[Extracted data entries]

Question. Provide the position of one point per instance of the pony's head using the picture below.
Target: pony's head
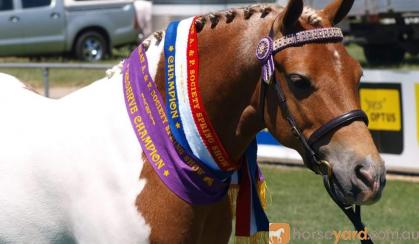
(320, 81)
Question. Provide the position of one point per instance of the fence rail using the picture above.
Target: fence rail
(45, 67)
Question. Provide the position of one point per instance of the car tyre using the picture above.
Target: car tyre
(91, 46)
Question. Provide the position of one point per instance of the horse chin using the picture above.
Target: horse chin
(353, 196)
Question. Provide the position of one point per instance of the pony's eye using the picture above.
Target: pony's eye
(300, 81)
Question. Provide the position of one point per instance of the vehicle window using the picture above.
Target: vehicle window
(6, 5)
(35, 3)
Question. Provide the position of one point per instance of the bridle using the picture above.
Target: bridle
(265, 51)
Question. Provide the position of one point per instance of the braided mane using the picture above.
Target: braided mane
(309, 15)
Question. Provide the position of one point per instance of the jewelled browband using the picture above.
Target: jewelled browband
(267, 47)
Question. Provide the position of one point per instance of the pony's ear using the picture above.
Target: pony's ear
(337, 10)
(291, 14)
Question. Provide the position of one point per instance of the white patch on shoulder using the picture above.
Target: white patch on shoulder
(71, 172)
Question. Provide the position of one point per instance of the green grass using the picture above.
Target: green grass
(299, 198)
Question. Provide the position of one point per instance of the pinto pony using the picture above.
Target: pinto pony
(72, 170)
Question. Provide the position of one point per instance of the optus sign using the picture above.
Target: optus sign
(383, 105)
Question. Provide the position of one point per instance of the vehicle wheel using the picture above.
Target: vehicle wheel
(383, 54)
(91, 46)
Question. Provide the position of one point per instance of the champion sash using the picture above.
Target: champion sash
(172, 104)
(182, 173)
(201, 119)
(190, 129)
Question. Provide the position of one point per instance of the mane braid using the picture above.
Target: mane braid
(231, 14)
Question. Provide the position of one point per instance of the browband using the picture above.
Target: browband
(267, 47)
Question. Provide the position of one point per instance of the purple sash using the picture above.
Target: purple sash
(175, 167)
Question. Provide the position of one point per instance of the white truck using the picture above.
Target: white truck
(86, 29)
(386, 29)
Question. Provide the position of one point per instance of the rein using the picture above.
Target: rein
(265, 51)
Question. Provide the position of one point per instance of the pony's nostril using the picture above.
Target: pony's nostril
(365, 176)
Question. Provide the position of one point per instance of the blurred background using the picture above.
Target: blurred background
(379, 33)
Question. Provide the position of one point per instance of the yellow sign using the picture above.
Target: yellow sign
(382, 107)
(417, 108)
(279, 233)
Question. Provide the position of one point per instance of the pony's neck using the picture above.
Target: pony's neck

==

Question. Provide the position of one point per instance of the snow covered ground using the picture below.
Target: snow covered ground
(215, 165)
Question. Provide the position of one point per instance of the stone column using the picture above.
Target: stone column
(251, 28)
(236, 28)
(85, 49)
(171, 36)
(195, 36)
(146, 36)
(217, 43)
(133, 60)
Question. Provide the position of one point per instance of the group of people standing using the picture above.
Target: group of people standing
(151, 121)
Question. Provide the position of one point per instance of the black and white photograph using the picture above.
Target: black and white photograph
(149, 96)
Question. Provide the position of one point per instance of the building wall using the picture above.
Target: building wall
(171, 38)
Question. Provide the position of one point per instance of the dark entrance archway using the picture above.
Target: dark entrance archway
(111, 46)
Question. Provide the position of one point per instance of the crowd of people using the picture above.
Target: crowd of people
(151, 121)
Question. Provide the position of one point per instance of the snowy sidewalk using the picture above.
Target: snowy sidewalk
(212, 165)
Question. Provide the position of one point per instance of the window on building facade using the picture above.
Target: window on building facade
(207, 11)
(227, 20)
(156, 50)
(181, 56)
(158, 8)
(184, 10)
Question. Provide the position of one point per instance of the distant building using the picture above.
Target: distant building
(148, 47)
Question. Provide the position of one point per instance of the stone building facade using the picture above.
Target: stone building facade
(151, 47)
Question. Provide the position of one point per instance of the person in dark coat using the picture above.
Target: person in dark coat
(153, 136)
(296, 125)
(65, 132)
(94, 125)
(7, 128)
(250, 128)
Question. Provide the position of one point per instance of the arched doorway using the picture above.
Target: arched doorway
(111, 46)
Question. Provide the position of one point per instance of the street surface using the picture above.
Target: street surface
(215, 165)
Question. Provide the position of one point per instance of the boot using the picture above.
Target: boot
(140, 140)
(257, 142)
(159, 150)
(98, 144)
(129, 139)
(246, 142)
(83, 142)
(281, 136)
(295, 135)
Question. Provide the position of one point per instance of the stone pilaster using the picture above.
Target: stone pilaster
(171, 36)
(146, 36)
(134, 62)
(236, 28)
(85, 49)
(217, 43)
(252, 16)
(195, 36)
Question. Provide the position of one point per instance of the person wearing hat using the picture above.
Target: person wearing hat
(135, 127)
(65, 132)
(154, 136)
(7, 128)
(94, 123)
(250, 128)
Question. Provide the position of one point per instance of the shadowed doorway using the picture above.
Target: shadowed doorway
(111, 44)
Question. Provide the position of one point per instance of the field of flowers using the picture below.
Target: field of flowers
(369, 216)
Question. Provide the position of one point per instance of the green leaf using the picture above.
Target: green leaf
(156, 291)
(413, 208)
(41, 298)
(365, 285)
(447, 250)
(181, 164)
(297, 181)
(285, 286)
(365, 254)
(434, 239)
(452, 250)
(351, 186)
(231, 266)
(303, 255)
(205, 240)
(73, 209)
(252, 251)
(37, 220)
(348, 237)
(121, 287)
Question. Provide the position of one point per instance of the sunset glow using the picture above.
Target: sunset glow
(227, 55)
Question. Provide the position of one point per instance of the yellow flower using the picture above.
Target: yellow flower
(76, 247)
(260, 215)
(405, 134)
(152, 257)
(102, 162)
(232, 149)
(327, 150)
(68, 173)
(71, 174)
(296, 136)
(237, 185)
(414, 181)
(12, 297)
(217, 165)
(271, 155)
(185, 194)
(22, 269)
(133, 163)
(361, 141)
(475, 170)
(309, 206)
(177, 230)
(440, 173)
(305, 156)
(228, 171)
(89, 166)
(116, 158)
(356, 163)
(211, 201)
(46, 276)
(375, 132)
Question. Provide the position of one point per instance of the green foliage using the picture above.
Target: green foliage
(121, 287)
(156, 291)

TASK DETAILS - Going by the entries above, repeat exactly the lines that start at the line with "head using the picture below." and go on through the line with "eye using the picture above.". Pictures are not part of the copy.

TASK ANSWER -
Question. Provide the position of one point per instance of the pony's head using the picture below.
Target: pony's head
(320, 81)
Question. Provide the position of one point per instance of the fence rail using the picture above.
Target: fence rail
(45, 67)
Question. Provide the position of one point per instance of the car tyre using the picture above.
Target: car tyre
(91, 46)
Question. Provide the position of one point per instance of the horse chin using the picture above.
Target: horse chin
(353, 196)
Question. Provide the position of one point per instance of the pony's eye using the picture above.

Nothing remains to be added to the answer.